● What to produce: Quote, word for word, every line starting at the line that contains "# label each instance of the green" and ending with the last line of the records; include both of these lines and no others.

[Records to use — start]

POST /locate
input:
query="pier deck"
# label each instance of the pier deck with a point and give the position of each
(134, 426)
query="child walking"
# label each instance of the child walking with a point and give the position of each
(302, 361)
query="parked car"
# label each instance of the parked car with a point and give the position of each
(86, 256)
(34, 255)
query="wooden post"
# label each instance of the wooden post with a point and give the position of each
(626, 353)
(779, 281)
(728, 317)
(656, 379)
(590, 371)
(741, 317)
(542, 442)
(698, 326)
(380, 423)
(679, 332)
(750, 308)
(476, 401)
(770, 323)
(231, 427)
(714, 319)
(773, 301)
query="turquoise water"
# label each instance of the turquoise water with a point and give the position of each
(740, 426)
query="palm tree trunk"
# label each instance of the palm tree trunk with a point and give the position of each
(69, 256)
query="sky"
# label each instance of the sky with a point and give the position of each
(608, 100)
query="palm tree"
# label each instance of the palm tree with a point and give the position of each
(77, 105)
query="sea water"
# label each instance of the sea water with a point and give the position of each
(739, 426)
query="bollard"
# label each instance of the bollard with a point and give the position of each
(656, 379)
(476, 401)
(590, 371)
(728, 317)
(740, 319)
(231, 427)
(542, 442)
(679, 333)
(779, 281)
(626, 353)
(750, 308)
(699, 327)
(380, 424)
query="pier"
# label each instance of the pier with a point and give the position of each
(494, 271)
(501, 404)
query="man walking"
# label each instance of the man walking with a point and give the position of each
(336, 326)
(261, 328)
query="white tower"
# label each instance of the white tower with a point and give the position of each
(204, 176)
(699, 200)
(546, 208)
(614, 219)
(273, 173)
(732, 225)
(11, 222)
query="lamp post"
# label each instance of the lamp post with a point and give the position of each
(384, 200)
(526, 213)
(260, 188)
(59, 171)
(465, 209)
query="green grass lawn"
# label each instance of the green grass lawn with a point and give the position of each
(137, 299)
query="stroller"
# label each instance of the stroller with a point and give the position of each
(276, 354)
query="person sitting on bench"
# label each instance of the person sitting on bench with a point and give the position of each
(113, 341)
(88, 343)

[Records to use — finish]

● Solved exercise:
# label each instance of the green grass lawn with a point and give the position of each
(137, 299)
query="stroller"
# label each instance of the stroller with a point and give the position of each
(276, 354)
query="person sitting on bench"
# label each instance of the person sitting on bench with a point and give the position of each
(113, 341)
(88, 343)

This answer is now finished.